==== Supplied entries

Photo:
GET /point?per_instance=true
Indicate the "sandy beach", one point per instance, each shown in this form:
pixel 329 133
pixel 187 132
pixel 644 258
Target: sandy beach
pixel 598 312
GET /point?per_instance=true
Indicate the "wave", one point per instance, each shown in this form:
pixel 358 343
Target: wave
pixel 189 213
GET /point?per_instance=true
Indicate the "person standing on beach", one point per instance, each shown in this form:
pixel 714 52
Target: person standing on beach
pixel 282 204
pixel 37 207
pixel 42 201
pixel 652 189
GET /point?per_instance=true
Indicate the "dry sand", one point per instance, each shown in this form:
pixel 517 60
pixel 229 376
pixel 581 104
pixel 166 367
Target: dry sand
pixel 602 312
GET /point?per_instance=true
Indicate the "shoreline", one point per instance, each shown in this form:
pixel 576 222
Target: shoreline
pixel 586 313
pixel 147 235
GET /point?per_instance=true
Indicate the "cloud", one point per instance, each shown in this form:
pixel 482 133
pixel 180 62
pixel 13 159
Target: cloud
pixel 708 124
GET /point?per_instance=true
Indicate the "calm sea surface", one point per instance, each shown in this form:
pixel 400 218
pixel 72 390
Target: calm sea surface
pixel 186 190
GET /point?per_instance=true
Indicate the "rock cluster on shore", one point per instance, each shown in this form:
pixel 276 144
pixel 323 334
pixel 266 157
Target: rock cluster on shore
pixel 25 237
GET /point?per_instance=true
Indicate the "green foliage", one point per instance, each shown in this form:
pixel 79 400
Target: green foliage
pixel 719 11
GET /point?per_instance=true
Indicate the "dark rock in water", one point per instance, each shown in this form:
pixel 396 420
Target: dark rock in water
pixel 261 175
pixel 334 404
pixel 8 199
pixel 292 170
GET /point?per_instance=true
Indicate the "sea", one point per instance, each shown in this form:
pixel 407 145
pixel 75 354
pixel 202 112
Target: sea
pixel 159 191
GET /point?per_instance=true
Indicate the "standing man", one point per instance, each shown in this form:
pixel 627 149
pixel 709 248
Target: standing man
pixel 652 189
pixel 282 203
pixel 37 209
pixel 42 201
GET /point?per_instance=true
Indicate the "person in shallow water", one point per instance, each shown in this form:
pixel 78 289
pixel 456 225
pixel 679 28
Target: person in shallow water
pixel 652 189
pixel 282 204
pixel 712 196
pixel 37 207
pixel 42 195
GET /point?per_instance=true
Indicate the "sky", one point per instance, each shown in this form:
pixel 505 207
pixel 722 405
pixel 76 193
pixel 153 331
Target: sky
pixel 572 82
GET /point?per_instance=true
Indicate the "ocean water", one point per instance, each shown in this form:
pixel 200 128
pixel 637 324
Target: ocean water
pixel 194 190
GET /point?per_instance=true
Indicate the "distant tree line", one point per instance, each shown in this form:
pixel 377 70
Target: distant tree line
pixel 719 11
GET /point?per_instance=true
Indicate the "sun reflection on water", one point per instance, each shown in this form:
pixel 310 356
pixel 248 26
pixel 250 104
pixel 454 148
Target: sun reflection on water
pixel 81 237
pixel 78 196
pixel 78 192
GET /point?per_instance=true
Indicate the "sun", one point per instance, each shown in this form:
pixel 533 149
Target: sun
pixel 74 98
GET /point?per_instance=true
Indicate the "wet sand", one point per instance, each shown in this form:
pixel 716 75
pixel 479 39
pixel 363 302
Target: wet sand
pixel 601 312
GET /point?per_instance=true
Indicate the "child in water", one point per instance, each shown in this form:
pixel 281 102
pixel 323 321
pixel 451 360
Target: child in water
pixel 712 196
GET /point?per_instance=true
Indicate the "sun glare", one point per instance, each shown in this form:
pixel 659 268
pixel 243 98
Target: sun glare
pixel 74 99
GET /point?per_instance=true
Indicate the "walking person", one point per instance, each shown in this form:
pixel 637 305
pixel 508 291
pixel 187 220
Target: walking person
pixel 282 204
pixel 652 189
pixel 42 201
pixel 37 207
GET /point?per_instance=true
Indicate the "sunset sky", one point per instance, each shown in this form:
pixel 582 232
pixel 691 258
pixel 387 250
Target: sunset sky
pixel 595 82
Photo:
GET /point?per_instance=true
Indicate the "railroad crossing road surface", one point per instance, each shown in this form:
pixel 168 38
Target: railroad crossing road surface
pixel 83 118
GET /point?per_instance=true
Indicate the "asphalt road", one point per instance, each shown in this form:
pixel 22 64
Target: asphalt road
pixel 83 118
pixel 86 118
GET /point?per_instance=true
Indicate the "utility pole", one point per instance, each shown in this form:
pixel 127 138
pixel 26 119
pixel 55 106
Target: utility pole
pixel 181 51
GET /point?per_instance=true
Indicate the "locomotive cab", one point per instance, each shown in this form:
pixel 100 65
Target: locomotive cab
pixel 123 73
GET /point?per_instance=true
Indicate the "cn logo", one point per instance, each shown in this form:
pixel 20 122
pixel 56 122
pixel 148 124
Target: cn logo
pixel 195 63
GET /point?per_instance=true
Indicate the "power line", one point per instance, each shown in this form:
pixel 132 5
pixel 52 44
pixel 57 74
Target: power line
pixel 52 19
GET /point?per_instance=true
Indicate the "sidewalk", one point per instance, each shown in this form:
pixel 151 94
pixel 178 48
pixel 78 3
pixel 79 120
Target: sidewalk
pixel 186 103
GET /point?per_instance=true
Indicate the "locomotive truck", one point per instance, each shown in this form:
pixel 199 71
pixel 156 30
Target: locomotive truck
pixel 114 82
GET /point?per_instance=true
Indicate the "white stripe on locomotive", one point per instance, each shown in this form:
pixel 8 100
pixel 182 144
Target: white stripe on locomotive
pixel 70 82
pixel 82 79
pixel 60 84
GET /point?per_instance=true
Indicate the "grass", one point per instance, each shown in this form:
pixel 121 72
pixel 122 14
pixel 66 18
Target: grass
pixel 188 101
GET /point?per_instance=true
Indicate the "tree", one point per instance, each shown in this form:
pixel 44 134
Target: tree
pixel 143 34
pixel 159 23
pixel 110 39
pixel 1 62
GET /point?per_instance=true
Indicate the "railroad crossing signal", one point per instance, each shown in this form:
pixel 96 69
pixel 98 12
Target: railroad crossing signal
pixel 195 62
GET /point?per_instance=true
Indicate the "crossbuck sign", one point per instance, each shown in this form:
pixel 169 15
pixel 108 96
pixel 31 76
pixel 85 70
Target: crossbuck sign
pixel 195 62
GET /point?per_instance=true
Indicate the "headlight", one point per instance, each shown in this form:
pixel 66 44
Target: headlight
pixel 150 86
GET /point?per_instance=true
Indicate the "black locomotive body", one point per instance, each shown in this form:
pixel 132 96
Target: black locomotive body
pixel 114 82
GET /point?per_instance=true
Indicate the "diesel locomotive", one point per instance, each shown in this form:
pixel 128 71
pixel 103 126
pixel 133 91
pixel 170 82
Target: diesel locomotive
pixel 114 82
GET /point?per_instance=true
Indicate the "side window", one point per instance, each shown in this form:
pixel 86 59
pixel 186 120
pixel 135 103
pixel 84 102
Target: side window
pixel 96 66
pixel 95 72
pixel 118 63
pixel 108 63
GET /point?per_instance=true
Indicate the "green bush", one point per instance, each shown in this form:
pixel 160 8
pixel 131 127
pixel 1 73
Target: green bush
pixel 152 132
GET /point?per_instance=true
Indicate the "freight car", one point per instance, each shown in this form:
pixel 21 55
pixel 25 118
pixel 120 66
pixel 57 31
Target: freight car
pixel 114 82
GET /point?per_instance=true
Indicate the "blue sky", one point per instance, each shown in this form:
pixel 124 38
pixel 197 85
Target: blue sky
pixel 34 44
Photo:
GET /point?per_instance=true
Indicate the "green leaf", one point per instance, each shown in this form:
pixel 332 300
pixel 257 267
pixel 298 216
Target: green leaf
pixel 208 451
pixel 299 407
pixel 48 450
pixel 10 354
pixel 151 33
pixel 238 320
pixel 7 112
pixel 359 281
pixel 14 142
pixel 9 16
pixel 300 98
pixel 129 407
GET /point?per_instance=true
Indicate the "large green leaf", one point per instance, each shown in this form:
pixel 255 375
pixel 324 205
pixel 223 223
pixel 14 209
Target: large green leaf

========

■ What is required ■
How many lines of the material above contain the string "standing"? Reply with the number only.

■ Written response ■
4